[Text segment]
#####

简体   繁体   中英

How to fix 'No module found' and 'int object has no attribute 'splitlines'?

I'm trying to run a spider on my website and running a scrapyrt listen server on my desktop. It tells me my module 'webscrape' cannot be found when I run the spider and also gives me an 'Int object has no splitlines attribute.'

https://github.com/scrapy/scrapyd/issues/311 provides a solution for scrapyd. https://github.com/scrapinghub/scrapyrt/pull/84 appears to still be an issue.

So, I'm really at a loss here.

error code:

2019-08-12 16:37:47-0700 [scrapyrt] Unhandled Error
        Traceback (most recent call last):
          File "c:\users\user\microblog\job-visualizer\venv\lib\site-packages\twisted\web\http.py", line 2196, in allContentReceived
            req.requestReceived(command, path, version)

#####

[Collected data entries]
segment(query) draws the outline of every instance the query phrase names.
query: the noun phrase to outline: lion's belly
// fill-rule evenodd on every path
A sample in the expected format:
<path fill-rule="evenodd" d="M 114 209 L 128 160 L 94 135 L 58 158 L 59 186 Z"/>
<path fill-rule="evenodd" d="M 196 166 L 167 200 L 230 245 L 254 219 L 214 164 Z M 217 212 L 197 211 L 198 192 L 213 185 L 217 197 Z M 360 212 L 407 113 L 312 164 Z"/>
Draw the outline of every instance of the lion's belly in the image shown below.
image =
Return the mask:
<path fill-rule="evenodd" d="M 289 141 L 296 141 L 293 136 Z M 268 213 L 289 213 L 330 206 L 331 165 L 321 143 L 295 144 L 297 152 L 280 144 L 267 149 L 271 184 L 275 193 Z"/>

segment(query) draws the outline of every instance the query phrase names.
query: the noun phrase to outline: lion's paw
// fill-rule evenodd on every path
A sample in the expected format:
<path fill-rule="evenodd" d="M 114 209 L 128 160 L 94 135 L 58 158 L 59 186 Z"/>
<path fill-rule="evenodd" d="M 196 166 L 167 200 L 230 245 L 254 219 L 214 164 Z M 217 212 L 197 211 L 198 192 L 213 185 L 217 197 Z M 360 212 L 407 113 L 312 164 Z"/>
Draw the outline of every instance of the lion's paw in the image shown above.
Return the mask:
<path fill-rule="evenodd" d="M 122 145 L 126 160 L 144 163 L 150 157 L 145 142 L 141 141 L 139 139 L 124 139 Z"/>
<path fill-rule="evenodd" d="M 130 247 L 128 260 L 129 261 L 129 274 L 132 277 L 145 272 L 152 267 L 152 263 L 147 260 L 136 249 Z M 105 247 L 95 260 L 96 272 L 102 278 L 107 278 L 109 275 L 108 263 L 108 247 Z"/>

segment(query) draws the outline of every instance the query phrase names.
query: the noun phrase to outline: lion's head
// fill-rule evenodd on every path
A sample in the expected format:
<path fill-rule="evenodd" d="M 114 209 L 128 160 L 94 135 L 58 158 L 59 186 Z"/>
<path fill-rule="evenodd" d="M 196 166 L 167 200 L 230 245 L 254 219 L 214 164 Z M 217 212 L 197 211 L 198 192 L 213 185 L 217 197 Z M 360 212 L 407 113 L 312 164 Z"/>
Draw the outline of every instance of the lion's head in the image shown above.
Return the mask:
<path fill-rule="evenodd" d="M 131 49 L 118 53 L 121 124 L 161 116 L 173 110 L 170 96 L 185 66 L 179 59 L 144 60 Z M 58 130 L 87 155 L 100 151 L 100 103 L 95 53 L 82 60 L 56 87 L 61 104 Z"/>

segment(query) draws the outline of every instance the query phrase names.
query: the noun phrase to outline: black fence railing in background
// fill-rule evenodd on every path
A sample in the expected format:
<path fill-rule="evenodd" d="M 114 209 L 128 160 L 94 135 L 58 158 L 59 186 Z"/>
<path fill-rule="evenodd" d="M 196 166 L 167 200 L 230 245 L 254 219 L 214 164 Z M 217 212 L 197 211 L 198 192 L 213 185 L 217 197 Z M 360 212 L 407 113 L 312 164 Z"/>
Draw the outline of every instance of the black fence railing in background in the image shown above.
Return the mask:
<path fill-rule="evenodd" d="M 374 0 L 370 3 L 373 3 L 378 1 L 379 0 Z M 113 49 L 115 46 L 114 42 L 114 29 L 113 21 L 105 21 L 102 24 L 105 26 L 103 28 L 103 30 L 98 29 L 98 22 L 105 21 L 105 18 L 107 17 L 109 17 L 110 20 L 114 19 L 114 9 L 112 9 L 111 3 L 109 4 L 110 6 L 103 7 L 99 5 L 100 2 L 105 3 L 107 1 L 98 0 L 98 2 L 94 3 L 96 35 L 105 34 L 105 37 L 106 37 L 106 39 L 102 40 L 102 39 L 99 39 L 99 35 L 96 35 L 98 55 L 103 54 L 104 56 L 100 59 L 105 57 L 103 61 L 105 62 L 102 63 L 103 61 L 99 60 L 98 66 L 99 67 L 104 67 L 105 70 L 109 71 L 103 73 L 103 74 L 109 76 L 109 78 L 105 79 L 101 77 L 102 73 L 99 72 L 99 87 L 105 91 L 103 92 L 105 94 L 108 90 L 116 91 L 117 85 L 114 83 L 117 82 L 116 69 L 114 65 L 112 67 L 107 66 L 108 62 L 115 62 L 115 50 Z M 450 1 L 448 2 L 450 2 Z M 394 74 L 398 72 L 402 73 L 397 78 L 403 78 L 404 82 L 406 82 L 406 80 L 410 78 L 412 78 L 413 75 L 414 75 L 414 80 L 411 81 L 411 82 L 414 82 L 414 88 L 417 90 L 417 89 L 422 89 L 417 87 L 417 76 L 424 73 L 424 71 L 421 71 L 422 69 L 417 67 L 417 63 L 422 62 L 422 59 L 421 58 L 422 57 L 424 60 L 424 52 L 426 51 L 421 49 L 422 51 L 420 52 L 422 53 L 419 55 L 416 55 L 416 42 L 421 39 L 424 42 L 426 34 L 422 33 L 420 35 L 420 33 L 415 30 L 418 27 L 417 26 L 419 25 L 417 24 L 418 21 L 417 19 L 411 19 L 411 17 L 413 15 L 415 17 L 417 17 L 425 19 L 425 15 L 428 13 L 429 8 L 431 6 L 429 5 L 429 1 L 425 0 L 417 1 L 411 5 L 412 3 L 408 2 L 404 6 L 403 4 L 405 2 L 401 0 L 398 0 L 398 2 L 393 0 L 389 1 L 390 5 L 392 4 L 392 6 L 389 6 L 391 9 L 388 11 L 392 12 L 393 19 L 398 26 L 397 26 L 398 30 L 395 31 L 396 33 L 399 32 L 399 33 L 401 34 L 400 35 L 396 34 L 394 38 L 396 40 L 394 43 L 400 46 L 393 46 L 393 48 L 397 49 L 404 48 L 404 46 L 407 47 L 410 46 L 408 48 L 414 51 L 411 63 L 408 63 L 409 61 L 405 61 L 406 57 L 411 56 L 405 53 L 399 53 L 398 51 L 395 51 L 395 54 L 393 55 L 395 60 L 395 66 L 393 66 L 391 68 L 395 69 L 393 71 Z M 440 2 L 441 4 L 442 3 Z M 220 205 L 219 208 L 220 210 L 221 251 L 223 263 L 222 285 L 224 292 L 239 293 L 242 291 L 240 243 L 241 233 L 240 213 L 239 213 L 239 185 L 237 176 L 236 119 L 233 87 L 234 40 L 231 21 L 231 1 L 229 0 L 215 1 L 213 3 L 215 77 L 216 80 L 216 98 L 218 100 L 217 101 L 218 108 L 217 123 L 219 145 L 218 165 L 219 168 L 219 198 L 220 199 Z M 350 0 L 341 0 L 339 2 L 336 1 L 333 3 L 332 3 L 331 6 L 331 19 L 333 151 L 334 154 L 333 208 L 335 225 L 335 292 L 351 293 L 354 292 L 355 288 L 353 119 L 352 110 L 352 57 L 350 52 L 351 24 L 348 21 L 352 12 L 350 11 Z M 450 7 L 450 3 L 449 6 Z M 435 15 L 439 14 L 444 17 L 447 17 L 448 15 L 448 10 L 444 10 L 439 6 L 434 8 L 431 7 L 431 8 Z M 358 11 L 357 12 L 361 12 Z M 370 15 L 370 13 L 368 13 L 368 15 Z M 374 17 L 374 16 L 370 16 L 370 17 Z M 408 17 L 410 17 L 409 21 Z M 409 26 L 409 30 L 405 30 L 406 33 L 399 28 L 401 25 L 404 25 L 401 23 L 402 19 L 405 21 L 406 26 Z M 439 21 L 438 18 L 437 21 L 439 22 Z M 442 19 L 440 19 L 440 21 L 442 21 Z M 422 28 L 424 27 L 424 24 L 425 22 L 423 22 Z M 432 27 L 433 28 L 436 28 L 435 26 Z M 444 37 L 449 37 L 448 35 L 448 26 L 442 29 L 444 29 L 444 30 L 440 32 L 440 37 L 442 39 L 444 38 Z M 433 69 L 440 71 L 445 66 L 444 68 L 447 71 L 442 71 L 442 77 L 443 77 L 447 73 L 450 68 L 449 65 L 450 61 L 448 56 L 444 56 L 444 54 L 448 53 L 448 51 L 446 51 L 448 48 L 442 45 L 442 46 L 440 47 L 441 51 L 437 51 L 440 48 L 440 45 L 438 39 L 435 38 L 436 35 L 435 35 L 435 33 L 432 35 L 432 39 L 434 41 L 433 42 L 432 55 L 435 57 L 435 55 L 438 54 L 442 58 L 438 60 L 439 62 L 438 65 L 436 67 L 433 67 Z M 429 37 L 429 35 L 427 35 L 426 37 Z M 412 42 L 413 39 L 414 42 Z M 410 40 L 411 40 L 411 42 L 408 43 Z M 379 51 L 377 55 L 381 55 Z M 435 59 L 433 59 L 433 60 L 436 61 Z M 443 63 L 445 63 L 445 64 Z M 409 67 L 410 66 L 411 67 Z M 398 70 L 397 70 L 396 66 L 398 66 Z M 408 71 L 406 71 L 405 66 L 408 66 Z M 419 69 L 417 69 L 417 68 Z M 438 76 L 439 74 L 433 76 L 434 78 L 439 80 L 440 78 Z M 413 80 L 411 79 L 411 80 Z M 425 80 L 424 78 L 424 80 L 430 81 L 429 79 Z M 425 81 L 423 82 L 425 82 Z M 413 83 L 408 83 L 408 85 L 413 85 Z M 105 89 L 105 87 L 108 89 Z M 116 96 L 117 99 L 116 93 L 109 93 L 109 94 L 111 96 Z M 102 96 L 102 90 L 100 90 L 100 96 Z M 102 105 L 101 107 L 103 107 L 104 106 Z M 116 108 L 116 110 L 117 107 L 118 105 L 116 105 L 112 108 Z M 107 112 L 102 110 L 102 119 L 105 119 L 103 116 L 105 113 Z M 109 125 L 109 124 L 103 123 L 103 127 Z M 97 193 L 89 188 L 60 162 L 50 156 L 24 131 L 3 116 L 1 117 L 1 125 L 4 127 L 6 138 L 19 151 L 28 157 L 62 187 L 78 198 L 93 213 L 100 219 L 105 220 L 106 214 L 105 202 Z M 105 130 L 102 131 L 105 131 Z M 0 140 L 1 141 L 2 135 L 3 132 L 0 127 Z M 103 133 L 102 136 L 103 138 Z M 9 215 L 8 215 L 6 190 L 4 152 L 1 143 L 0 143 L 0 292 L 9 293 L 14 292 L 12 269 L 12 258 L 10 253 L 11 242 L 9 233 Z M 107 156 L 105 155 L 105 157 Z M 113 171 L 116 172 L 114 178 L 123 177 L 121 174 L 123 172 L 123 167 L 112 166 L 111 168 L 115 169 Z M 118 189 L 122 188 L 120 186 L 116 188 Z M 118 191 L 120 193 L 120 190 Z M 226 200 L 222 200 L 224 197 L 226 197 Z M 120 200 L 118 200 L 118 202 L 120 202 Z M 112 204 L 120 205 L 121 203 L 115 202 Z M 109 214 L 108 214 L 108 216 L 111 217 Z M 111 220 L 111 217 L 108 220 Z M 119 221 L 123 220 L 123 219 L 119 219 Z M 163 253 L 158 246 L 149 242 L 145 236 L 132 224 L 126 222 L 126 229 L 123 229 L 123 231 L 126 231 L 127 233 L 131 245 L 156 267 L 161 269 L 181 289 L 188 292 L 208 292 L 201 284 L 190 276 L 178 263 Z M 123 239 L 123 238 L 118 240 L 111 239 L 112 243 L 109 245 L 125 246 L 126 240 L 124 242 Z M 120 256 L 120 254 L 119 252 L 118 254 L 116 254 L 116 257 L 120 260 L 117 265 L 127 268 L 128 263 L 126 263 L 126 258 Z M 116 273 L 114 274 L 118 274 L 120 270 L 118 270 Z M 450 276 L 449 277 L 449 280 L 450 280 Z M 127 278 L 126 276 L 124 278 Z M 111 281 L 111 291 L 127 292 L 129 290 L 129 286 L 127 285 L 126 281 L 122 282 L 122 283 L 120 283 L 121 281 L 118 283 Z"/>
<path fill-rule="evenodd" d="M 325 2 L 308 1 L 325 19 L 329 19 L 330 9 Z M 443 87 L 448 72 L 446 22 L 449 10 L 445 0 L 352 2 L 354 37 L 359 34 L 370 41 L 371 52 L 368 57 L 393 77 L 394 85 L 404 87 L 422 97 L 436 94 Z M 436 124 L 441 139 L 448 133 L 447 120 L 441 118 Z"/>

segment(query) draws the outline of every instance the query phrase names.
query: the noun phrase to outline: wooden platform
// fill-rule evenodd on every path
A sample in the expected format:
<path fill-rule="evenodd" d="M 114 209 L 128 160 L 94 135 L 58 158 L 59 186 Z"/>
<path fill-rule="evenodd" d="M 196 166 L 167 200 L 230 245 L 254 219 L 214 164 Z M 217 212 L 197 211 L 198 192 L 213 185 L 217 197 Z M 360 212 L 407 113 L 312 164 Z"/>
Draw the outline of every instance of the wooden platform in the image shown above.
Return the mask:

#####

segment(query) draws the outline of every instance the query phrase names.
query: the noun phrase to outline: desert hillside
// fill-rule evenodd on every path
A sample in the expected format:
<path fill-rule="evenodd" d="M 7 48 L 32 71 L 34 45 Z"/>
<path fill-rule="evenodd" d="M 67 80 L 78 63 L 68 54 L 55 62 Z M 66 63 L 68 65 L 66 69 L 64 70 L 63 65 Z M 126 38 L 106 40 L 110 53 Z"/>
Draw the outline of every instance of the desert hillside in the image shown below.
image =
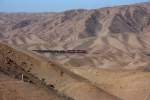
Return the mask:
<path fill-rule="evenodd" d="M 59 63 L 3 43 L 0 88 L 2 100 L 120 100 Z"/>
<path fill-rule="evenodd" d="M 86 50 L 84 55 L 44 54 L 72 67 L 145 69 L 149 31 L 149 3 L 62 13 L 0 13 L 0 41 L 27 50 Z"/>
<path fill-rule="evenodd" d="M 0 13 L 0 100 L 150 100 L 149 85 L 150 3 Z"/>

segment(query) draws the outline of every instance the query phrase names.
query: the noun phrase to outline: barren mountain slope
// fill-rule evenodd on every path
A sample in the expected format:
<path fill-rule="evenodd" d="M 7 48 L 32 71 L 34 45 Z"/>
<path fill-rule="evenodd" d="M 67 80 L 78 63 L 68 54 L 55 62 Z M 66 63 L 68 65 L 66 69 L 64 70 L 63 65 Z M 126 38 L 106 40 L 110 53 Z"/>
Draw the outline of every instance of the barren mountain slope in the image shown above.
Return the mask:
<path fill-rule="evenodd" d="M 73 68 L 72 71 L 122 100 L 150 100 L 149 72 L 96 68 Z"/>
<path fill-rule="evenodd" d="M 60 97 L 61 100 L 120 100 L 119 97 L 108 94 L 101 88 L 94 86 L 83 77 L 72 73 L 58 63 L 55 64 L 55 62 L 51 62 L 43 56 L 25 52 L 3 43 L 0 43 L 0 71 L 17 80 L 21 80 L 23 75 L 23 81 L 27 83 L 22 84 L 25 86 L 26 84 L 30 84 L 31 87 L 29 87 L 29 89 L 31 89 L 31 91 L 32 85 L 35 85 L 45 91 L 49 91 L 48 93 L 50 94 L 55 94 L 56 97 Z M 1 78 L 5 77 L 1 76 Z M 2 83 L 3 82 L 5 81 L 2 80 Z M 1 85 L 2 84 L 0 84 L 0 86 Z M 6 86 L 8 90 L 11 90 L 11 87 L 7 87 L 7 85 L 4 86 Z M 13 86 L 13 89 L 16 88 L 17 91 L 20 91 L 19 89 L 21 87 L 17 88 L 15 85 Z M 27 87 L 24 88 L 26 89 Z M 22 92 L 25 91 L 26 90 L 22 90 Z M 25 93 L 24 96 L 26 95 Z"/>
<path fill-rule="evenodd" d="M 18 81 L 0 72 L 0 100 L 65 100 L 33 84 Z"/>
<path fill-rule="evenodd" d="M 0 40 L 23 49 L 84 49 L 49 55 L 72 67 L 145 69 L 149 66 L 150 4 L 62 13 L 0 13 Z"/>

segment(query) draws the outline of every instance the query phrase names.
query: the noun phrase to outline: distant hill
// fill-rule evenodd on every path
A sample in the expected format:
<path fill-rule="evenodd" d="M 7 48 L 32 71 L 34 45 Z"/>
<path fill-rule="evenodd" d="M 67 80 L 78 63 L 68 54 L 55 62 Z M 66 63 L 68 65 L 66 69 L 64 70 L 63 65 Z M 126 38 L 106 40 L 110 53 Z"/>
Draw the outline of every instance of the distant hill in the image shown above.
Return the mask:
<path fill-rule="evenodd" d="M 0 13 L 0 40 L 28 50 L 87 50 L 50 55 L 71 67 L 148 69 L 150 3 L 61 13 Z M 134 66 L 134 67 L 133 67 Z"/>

#####

[Task directions]
In the forum post about the scrapyrt errors, what is the name of the module that can't be found? Rely only on the text for this, not on the rows.

[Response to the exercise]
webscrape